## SHORT EXERCISE
Please reproduce word for word the lines of the records below, starting with the line that contains "In the photo above, where can the porsche headlight" and going on through the line that contains "column 805, row 427". Give only those lines.

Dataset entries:
----
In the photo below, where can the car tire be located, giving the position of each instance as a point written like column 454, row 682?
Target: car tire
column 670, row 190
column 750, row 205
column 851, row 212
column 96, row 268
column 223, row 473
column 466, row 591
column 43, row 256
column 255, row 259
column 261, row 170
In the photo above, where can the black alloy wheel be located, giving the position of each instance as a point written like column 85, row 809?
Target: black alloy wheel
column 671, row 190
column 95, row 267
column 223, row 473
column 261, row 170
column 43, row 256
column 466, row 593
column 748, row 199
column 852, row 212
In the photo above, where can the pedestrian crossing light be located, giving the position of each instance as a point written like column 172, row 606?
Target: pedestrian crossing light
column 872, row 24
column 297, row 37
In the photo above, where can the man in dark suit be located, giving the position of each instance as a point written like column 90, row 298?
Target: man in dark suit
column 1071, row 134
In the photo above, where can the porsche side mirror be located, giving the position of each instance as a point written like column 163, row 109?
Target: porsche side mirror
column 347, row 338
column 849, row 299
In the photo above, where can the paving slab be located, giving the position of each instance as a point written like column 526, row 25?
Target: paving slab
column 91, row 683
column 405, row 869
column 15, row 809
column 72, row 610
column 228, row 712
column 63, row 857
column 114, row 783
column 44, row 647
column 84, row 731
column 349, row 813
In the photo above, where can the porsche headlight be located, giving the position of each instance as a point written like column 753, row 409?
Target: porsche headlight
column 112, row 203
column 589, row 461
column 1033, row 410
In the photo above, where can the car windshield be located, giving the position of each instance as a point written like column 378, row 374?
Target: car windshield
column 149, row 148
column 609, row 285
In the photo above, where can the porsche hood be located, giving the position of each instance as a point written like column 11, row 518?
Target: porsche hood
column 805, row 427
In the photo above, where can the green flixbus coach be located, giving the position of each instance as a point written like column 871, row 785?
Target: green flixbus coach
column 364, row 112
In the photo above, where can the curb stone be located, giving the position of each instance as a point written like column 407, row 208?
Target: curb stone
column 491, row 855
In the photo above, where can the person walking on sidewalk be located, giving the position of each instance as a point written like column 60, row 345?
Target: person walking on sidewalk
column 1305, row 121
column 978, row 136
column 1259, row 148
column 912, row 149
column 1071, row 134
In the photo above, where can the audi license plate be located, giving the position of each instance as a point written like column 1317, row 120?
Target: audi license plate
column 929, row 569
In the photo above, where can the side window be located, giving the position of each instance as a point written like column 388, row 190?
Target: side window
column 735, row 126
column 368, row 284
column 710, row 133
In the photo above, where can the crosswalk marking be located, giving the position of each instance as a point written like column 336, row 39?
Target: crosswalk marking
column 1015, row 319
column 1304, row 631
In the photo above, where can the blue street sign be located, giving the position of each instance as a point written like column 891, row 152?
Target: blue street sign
----
## SOLVED PROBLEM
In the photo above, where can the porsche headlight be located, giving the position of each instance as a point written like column 753, row 409?
Target: porsche headlight
column 112, row 203
column 589, row 461
column 1033, row 410
In the photo above, where can the car windshield be located, giving the position of each instance as a point written like column 378, row 374?
Target: car windshield
column 149, row 148
column 609, row 285
In the photo above, where can the porsche hood be located, giving the position of each instance as a point written like column 11, row 518?
Target: porsche hood
column 805, row 427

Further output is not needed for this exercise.